======== Records for the task ========

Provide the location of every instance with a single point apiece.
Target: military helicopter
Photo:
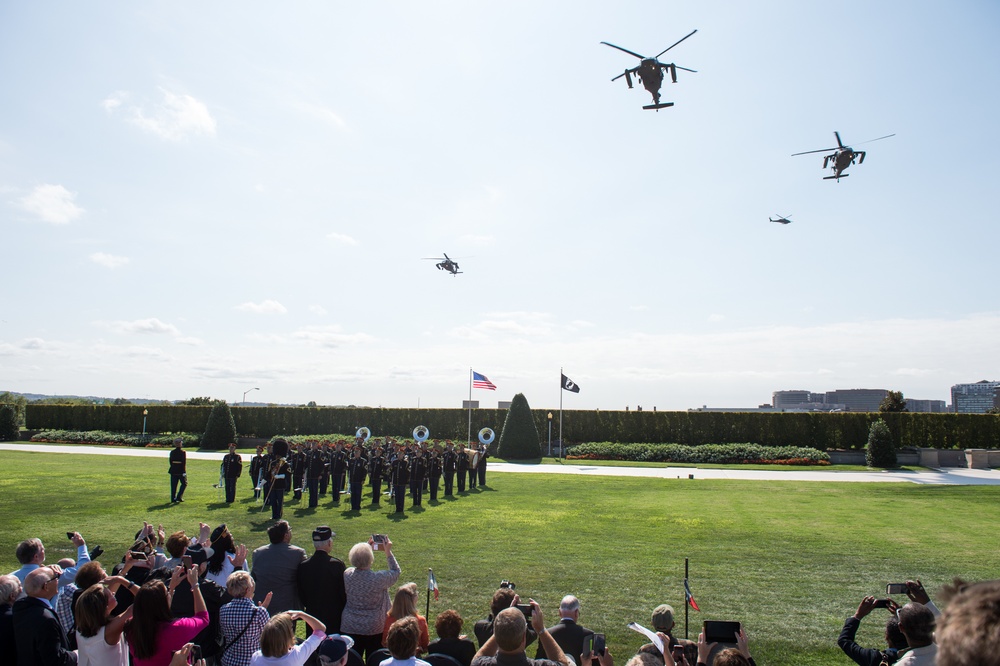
(446, 263)
(843, 157)
(650, 72)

========

Prompt =
Express each line of the listing above as a JSON array of strings, one string per line, with blank lines omitted. Exclude the pictures.

Exercise answer =
[
  "Provide the location of every instance with a single point apiece.",
  "Target: military helicopter",
  "Photo:",
  "(446, 263)",
  "(843, 157)",
  "(650, 72)"
]